→ **Written instruction**:
Write out the lines below as a numbered list, skipping any blank lines and leaving out the pictures.

→ **Records for the task**:
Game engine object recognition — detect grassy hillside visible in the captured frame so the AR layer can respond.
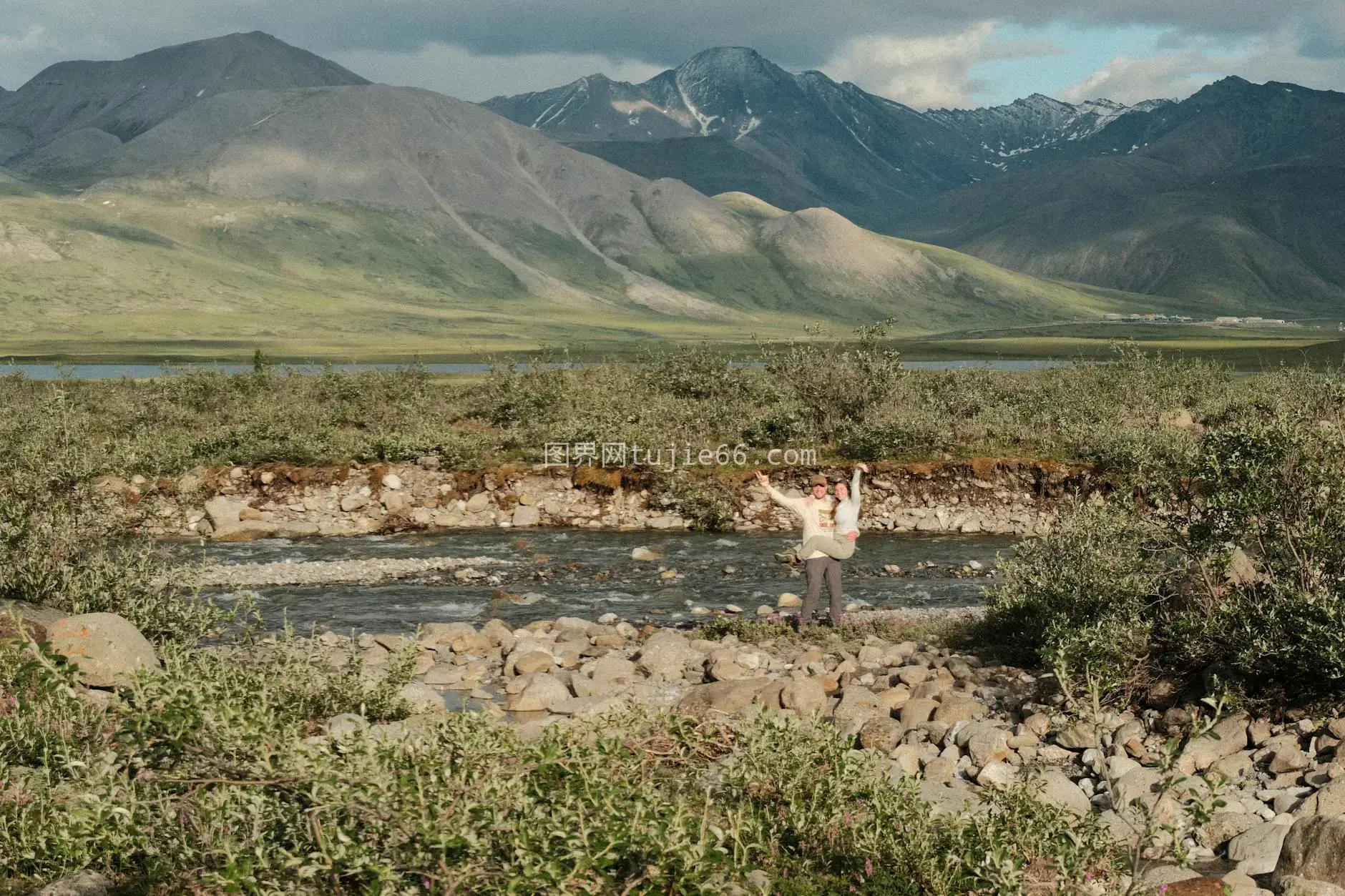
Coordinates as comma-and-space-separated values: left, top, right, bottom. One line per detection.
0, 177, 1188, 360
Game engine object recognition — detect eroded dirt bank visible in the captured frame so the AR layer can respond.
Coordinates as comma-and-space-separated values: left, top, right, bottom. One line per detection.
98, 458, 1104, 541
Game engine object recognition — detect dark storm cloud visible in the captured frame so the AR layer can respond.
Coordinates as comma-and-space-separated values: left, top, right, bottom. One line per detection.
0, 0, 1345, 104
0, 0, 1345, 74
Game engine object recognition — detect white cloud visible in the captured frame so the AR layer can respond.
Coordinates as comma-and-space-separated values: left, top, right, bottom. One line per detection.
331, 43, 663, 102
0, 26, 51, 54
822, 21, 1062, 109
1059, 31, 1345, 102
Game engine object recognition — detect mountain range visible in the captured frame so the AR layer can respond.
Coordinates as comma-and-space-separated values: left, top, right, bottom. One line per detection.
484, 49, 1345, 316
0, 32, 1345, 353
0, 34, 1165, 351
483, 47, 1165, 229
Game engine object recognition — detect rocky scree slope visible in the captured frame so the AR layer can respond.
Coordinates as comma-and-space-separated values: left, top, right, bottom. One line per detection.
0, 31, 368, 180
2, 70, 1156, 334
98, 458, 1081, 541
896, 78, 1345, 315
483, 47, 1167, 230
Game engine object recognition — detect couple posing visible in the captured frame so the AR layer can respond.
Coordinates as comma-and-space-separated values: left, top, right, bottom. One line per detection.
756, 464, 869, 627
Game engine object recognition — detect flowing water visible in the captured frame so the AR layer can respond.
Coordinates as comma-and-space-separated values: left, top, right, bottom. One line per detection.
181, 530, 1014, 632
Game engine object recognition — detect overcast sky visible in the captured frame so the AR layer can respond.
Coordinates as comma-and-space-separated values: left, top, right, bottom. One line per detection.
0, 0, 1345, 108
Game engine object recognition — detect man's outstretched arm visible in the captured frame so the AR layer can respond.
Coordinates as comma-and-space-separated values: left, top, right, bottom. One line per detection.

→ **Correct output**:
1. Game engine object recognition — detect grassy hillside visible in the captured frame so the AR layer can respond.
2. Coordinates as comma-and-space-separated values: left, top, right, bottom. One line per detection.
3. 0, 177, 1188, 360
4. Game engine object recognition — detect eroded dirt bank visible in the captured frame so the AR layer can respond.
5. Coordinates as comma-and-space-separated values: left, top, right, bottom. One line per detection.
6. 98, 458, 1104, 541
7. Game engine object recognition — detect dark storm cloud visible in the captured frame so the AR layer can respond.
8. Coordinates as comma-and-space-separated values: left, top, right, bottom. One line per detection.
9. 0, 0, 1345, 104
10. 0, 0, 1345, 74
11. Game engine object recognition — detect white cloud visible in the captured frame so the AR layer can respond.
12. Coordinates as comma-and-space-separated values: left, top, right, bottom. One line per detection.
13. 331, 43, 663, 102
14. 0, 26, 51, 54
15. 822, 21, 1062, 109
16. 1059, 31, 1345, 102
17. Game engine object recognition — detect mountain range visible in the captured frame so the AR layer can respond.
18. Coordinates as comma-and-space-separated values: left, top, right, bottom. One line per detection.
19. 484, 49, 1345, 316
20. 0, 32, 1345, 353
21. 0, 34, 1165, 351
22. 483, 47, 1165, 229
23. Game engine object recognition — detect rocky scree slope visible in the captured frame so the AR layer can respond.
24. Coordinates as comma-and-space-separated values: left, top, right, bottom. One line per detection.
25. 0, 31, 368, 180
26. 2, 70, 1156, 334
27. 98, 458, 1081, 541
28. 896, 78, 1345, 315
29. 483, 47, 1167, 230
30. Game engine object recognition — detect couple posing visible in the captured frame so the AR layer can respond.
31. Coordinates as comma-and-space-separated values: left, top, right, bottom. One line per detection.
32. 756, 464, 869, 627
33. Game engine object recognition — detect flowing water visible in the captured frame so the AR layer can respond.
34. Coordinates as comma-and-space-separated values: left, top, right, bottom. One line per detection.
35. 181, 530, 1014, 632
36. Game engine object recognition — detect overcast sky visible in the captured frame so the AR layer can respond.
37. Coordinates as comma-and-space-separated values: left, top, right, bottom. One line per detection.
38. 0, 0, 1345, 108
39. Game engine object recognition — detect man's outstretched arm visible in the captured frame so the AR layer can respond.
40. Coordinates as comma-and-space-separated values: left, top, right, bottom. One line per detection.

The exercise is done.